## Instructions to follow:
Please pull out every one of the lines below and reproduce each word for word.

-- Start --

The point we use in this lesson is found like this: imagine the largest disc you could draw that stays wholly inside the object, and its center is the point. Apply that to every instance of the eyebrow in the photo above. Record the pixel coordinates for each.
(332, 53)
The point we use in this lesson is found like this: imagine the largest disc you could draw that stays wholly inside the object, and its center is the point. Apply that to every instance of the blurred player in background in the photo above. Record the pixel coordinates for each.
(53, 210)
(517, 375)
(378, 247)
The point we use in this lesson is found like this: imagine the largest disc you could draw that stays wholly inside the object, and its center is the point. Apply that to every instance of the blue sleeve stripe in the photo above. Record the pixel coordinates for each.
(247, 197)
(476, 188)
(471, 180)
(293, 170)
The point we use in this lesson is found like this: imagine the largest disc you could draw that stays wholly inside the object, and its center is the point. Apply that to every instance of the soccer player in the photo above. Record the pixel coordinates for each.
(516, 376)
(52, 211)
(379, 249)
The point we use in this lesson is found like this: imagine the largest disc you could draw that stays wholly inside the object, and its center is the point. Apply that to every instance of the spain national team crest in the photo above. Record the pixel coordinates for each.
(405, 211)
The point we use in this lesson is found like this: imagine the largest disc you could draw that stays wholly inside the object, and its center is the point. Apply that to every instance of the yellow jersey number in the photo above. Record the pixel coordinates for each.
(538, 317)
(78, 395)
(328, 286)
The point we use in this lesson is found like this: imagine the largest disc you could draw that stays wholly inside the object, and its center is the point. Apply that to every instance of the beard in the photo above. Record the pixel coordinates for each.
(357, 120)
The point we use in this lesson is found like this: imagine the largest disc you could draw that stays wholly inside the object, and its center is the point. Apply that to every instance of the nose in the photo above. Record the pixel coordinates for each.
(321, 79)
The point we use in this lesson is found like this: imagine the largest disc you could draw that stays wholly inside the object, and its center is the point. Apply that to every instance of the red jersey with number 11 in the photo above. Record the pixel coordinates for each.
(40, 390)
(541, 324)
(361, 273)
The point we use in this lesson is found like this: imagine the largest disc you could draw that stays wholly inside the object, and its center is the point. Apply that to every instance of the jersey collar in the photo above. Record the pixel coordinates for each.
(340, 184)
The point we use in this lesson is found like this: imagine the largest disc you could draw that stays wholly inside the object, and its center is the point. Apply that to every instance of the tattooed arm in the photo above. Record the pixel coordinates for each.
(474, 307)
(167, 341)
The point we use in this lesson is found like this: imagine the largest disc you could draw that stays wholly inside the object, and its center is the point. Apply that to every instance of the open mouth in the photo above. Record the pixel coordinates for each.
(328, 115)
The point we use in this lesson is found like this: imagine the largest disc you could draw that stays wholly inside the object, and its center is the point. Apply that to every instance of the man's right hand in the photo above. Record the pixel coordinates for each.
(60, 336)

-- End --

## Final answer:
The point we use in this lesson is found like this: imagine the largest disc you could draw that stays wholly inside the object, and its center is the point. Apply that to every instance of the eyebrow in the photo above. Record the pixel coordinates for each.
(332, 53)
The point we use in this lesson is found like this: imagine the largest disc you could draw that stays wholly inside the object, and its center is the point. Apply that to every instance of the blurred player in background in the photo above. Record the pixel coordinates for each.
(53, 210)
(517, 375)
(378, 247)
The point we use in this lesson is found like this: imagine the largest disc you could draw that stays wholly inside the object, and its center is the point. Apply that to every instance of the blue sleeve stripe in the photo above. Record the pixel coordinates for each.
(247, 197)
(476, 188)
(471, 180)
(293, 170)
The point we use in this lesson is found like this: imagine the largest disc you could draw that stays wholly inside the object, and its center is the point. Apply that to every instance of the soccer player in the photo above. Record the pixel coordinates for each.
(516, 376)
(52, 211)
(379, 249)
The point we use in this lesson is found like this: imagine the largest disc you could draw that stays wholly inside the object, and its center is the point. Apply that to every instance of the spain national team crest in the photo above. Record the pixel coordinates for each.
(405, 211)
The point we use in this lesson is found like this: imagine the largest disc you could draw that stays wholly inside the object, and its center is the point. Apply that to every instance of the yellow jersey number in the photo above. Record the pixel coordinates for each.
(538, 317)
(78, 395)
(328, 286)
The point we use in this lesson is found like this: imagine the largest disc you could draw that stays wholly inside the object, and its center is the point. Apply that to every instance of the beard in the photo above. Record the pixel coordinates for each.
(357, 120)
The point we use in this lesson is found like this: imagine the largest disc you could draw that stays wholly inside the object, and its center is the point. Apply that to every instance of the nose in the photo above. Record the pixel coordinates for each.
(321, 79)
The point we use in this lesson is found like this: imagine the largest disc you could draw that stays wholly inside the object, and its center is the point. Apply that to every instance of the red jersey with number 11 in the photo above. Record the pixel coordinates for each.
(40, 390)
(541, 324)
(361, 273)
The point we use in this lesson is found like this: imagine the largest disc you could draw that stays wholly inside the object, and its center is the point. Apply that to every instance of the jersey collar in the photo above. Record the pixel coordinates for each.
(340, 184)
The point we use in this lesson is found like this: imagine the largest disc you could draw that stays wholly inside the object, and its center is the point. Apply that to every instance of the tattooed arm in the photo above. Record the pixel coordinates for each.
(474, 307)
(167, 341)
The point we use in this lesson is found like this: imagine the largest disc you could draw that stays wholly inside the object, and its center is the point. Apply that to every instance of the open mouth in the photo above. Record the pixel coordinates for each.
(328, 115)
The point we use in this lesson is found like this: imagine the largest disc you could draw that stays wholly inside the object, and its center is the point. Apply that to every instance of the man's right hand in the photo above. Record the pixel coordinates for each.
(60, 336)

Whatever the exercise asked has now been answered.